• _Assigned task A_
Answer these from the text on walking on garden soil:
(i) In the YouTube program the writer watched, what were the gardeners doing along the drill lines before raking?
(ii) Under what soil condition does the writer avoid walking on the soil?
(iii) Which two plants are named as having wind-blown clypsela?
• _Assigned task B_
Continue the text on walking on garden soil from its last sentence.

• _Document segment_
*** Begin section ***

Walking on the soil to dig leads to compaction and loss of soil structure.  While I agree that soil compaction should be avoided so that plant roots are not impeded and can penetrate throughout the soil profile,  plants root hairs need an intimate contact with soil particles for ion exchange and water absorption particularly in germination.  That is why Harry Dodson 'consolidates' the soil in the BBC's “The Victorian Garden” (2006).

A gardening philosophy that suggests that soil should not be walked on because it destroys its structure just does not ring true.  I was watching "The Victorian Kitchen Garden" for May on YouTube and the gardeners there were scuffing the ground along the drill lines to consolidate it before raking and making a seed bed.  This is what I was taught to do when I was a lad. It breaks down the large lumps of soil and allows you to make a really good tilth with the rake.

When I was learning how to grow from my grandfather and father they always firmed the soil in seed beds by treading along the rows and raking afterwards.  In this way a really fine tilth could be made fairly quickly.  I still tread along my seed lines to firm the soil before a final rake and taking out the seed drills.  This technique does not seem to prevent the seeds from germinating.

I tread between the rows to hoe and cultivate along the plants.  Removing weeds and scuffing up the soil to slow evaporation seems to be much more important in producing good crops than avoiding compaction.

There are times that I avoid walking on the soil.  When the soil is very wet it can be easily compacted and will form an impenetrable cap on the top soil.  Otherwise I am constantly walking over the soil.  I do usually scuff it up afterwards but that is just to make the soil look presentable.

As far as compaction is concerned - its a good job we don't have dinosaurs any more...

Some commentators say that digging will bring dormant seeds to the surface of the soil; their dormancy will be broken and germination will ensue.  I have dug and not dug and regardless have about the same amount of weeds whatever  I do.  The survival strategy of ephemeral plants is to quickly colonise bare ground by various dispersal mechanisms.  Senecio  vulgaris and Taraxacum officinalis  both have very effective clypsela which are wind blown particularly onto my allotment and I am having to clear them off continuously.  Weed seeds are ubiquitous throughout the soil profile and you will get seed germinating whether you cover with mulches, cover with weed suppressant membrane or concrete.

*** End section ***

• _Extracted material_

*** Begin section ***

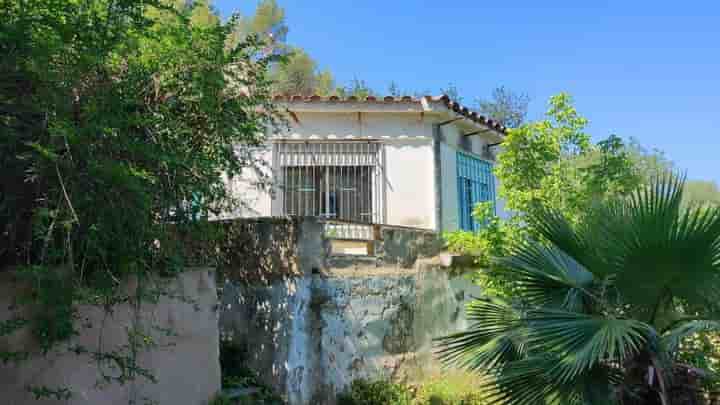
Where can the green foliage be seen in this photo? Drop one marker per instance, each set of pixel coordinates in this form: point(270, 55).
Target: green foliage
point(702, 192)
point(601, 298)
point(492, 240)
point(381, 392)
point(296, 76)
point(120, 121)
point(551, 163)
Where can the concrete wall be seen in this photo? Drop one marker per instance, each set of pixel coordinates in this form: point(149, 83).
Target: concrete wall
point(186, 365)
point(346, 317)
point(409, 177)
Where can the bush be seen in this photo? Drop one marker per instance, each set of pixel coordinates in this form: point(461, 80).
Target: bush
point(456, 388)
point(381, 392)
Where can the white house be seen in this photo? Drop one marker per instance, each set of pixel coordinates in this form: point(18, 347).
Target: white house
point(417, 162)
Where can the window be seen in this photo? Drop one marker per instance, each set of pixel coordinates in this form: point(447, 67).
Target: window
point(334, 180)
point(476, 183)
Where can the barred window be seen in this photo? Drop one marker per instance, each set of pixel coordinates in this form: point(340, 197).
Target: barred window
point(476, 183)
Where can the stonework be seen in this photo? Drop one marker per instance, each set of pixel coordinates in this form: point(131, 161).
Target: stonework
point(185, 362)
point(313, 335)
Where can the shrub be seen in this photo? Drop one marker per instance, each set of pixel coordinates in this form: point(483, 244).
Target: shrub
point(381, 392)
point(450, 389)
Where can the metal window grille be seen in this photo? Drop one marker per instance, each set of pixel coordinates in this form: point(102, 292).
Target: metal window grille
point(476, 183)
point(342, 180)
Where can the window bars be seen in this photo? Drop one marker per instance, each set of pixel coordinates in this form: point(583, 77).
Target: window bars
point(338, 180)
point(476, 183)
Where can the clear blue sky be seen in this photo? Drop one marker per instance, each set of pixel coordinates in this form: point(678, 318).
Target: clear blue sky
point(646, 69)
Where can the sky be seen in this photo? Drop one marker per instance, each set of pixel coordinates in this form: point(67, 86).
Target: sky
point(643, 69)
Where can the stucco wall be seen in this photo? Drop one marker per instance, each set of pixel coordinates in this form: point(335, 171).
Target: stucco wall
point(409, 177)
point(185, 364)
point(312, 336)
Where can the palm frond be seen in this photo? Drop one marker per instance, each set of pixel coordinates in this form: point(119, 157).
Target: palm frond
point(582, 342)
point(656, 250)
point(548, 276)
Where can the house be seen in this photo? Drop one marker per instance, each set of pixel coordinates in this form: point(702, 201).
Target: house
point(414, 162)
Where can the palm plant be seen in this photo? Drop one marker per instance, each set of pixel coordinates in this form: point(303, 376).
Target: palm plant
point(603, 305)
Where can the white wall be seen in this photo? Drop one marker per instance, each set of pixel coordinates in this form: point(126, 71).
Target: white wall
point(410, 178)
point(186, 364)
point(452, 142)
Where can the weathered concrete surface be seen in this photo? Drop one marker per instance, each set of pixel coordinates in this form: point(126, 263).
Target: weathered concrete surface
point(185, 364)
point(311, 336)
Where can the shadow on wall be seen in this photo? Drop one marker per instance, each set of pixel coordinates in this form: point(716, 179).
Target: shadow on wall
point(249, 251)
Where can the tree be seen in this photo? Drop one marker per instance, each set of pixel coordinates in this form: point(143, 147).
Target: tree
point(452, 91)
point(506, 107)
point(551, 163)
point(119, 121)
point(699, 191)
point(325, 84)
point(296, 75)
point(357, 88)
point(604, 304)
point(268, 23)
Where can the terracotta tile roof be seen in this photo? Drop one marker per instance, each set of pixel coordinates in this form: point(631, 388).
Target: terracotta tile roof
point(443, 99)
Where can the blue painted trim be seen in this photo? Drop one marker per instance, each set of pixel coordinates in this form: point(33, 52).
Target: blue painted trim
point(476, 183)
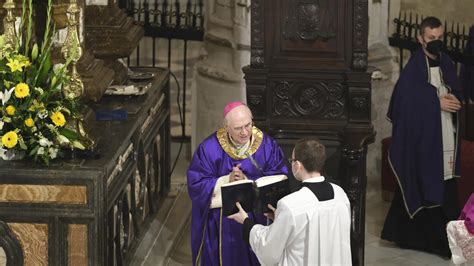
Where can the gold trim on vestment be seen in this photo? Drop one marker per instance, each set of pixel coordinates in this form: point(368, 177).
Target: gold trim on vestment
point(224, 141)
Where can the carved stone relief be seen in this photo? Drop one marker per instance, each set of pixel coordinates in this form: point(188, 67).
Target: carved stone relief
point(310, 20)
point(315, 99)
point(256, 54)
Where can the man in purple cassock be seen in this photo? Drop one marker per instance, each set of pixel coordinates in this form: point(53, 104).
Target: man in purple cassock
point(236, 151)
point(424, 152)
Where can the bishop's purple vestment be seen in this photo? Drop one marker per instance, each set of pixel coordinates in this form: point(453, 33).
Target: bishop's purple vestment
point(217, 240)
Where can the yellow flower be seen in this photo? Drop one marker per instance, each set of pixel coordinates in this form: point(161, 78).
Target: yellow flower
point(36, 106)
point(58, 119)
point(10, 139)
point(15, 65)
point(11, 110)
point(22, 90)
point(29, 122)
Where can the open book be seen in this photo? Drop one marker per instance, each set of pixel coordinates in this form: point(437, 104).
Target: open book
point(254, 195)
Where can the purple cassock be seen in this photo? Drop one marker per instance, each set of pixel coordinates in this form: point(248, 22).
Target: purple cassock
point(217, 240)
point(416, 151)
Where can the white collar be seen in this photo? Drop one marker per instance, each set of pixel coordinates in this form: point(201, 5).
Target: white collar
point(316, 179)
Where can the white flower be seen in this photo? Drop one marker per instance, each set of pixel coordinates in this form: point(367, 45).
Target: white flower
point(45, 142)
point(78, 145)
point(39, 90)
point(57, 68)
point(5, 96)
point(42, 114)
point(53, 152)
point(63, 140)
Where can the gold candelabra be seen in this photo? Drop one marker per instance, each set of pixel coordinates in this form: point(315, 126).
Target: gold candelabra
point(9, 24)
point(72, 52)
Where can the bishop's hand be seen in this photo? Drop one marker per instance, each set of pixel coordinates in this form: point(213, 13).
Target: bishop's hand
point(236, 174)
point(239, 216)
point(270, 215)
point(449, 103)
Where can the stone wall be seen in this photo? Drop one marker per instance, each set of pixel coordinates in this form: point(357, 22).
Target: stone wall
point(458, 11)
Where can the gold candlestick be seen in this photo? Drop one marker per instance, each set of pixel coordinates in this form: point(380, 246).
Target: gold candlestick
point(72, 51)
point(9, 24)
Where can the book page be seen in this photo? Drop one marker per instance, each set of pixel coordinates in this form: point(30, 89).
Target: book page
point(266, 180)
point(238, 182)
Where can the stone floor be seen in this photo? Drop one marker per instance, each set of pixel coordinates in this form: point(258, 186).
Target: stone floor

*** End section ***

• _Your response A_
(i) They were scuffing the ground to consolidate it.
(ii) When the soil is very wet.
(iii) Senecio vulgaris and Taraxacum officinalis.

• _Your response B_
Putting mulches on the soil surface replicates nature's soil formation and probably takes as much time.  Having said this, I still add organic matter to the surface of soils or dig it into the top 15 cm.  In this way, I build soil from the top and allow soil animals to slowly – very slowly - mix it with the top soil. 

Adding organic mulches increases the diversity of fungi, bacteria and invertebrates within the top 15 cm of the soil and increases productivity probably because the microorganisms in compost offers competition to pathogenic soil organisms. However, mulches also attracts pests like slugs and snails.

Mulches help to prevent capping by preventing the rain from hitting the soil surface.  Capping is when the soil is compacted so that water runs off its surface rather than soaking in.  This job can also be performed by a cover crop like grazing rye or tares. 

I single, double and triple dig to build topsoil from the bottom, however I also add compost and mulches to the surface.  The two methods are not mutually exclusive.


2 comments:

  1. what kind of wood chippings do you use or recommend please?

    ReplyDelete
    Replies
    1. Hi pendipidy,
      When I put wood chippings into the subsoil, it does not really matter the size or the origin of the chippings. I bury lots of different kinds of organic matter into the subsoil from cardboard to cotton. It will all decompose and contribute to the soil organic matter.

      If I am mulching with wood chippings then I would rather use broad leaved chippings than conifer, however beggars can't be choosers so I use whatever I can get hold off.

      I do not add chippings to topsoil unless it has been composted for at least a year and even then I add a high nitrogen manure such as chicken or pigeon to make sure there is no nitrogen depletion.